▸ Texto de lectura:
+ + + + + + +

# Crear un combo box simple.



## Gabriel Jazzis

Hola Juan Pa... primero queria agradecerte por este foro muy gueno que encontre por casualidades de la vida. Y por las preguntas y respuestas que he visto, creo que me quedo aqui, ya que no encontrado ni una pagina buena que hable sobre macros en Excel como esta.

 Bueno ahora a la pregunta.

Yo soy novato en esto de las macros, se de Visual, pero jamas me he metido en esto y quiero comenzar a aprenderlo. Y mi pregunta es de cómo hacer un simple combo box para listar una cantidad pequeña de nombres para que la persona que lo utilize, solo tenga que seleccionarlos de la lista y no tener que escribirlos. Pensando, se me ocurrió que podria anotar una pequeña BD de los nombres en otra hoja del mismo libro y crear el combo box a partir de este, pero no se dónde anotar las lineas de código, ni qué código tengo que anotar, ni cómo ejecutar la macro.

Gracias y te felicito por lo que estas haciendo. Que Dios te bendiga.


----------



## Juan Pablo González

Lo más facil es usar Validación de Datos.

Primero, en alguna hoja del libro, se pone la BD de los datos "admitidos".  Después, se selecciona este rango, y en el cuadro de nombre, a la izquierda de la barra de fórmulas, se le pone un nombre a este rango, algo como *Lista*

Luego, en la celda donde se quiere poner el ComboBox se va a Datos | Validación.

Ahí, se selecciona "Lista" y en el cuadro de abajo se pone

=Lista

y listo ! ya está funcionando... sin código, y sin nada complicado.

Saludos


----------



## Gabriel Jazzis

*Me resultó, pero...*

Está muy bien lo que me dijiste, pero sólo resulta en la hoja donde uno ingresa esos nombres, pero lo que yo necesito es tener esos nombres en una hoja a parte y de ahí linkearlos para poder usarlos en varias otras hojas. 

¿Si es posible?, también podría ser tener una pequeña BD en un fichero XLS a parte, donde pueda tener los items, nombres, etc. y de ahí linkearlos para poderlos usar en otros ficheros XLS y así automatizar mucho mejor el trabajo.

Te agradecería mucho si me lo pudieras explicar por favor, ya que no tengo ni idea de dónde sacar más información de esto y si es posible que yo te pueda ayudar en algo como JAVA, Visual Basic, etc. sólo me escribes a mi mail.

Gracias Juan Pablo. QDTB.

+ + + + + + +

▸ Datos proporcionados:
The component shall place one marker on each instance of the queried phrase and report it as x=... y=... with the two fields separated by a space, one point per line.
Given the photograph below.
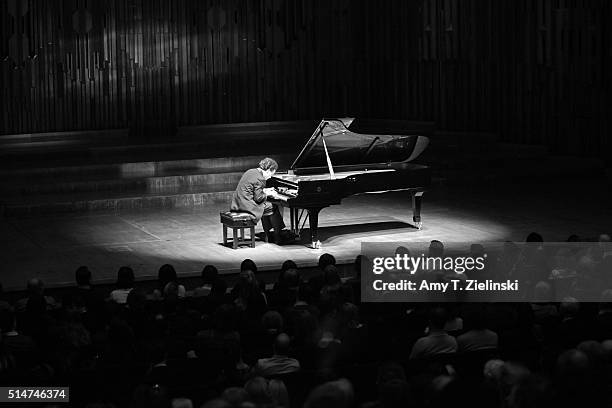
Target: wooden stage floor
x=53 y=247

+ + + + + + +

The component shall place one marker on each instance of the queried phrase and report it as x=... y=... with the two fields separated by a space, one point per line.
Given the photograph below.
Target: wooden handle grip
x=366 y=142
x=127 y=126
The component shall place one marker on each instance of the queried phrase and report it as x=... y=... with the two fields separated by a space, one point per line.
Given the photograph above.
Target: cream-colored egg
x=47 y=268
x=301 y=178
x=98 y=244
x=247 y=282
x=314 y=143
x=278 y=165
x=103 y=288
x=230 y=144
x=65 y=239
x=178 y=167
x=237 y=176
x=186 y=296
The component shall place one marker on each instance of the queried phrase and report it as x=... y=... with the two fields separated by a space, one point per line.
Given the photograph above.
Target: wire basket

+ + + + + + +

▸ Enunciado 1:
Responde estas preguntas sobre el hilo del foro:
(a) ¿Qué opción propone Juan Pablo González como la más fácil?
(b) ¿Dónde se encuentra el cuadro de nombre?
(c) ¿En qué lenguajes ofrece ayuda Gabriel Jazzis?
▸ Enunciado 2: Copia del hilo del foro todo lo que va desde "Gracias y te" hasta "Datos | Validación.", y sustituye "rango" por "intervalo".
▸ Enunciado 3:
Indica si cada afirmación coincide con el hilo del foro y cita las palabras que lo deciden:
(a) La solución con Validación de Datos exige escribir código.
(b) Gabriel Jazzis sabe de Visual.
(c) Gabriel Jazzis encontró el foro después de buscarlo a propósito.

▸ Resultado 1:
(a) Usar Validación de Datos.
(b) A la izquierda de la barra de fórmulas.
(c) JAVA y Visual Basic.

▸ Resultado 2:
Gracias y te felicito por lo que estas haciendo. Que Dios te bendiga.


----------



## Juan Pablo González

Lo más facil es usar Validación de Datos.

Primero, en alguna hoja del libro, se pone la BD de los datos "admitidos".  Después, se selecciona este intervalo, y en el cuadro de nombre, a la izquierda de la barra de fórmulas, se le pone un nombre a este intervalo, algo como *Lista*

Luego, en la celda donde se quiere poner el ComboBox se va a Datos | Validación.

▸ Resultado 3:
(a) No: "sin código, y sin nada complicado".
(b) Sí: "se de Visual".
(c) No: "encontre por casualidades de la vida".